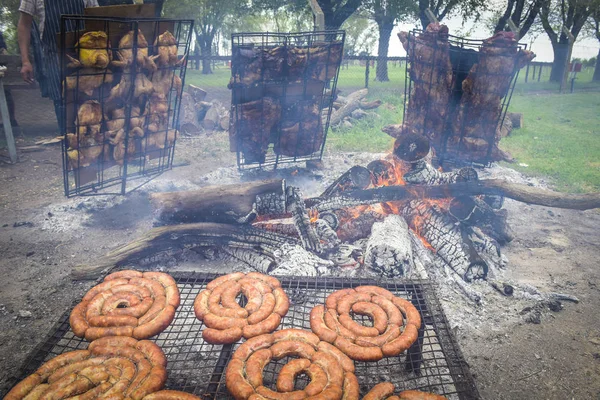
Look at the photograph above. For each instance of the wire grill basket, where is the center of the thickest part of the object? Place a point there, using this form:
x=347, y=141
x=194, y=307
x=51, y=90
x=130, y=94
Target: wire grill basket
x=120, y=99
x=283, y=86
x=457, y=92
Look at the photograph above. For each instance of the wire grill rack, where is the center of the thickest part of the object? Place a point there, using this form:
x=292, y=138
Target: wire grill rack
x=434, y=363
x=283, y=87
x=488, y=116
x=104, y=161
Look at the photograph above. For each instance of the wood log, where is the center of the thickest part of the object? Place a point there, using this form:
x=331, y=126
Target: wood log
= = =
Match on "form": copy every line in the records that has it.

Exercise response:
Look at the photograph above. For each instance of the wire grill basket, where is the center of the thickest part of the object? Place a point there, using this form:
Look at the photograph above. For each instance of the wire grill rack, where is the center of the thickest part of the object? Place a point there, using this form:
Look at the photograph above. For each instance of the wood log, where is the center of the thickest part of the object? Place a point there, using this form:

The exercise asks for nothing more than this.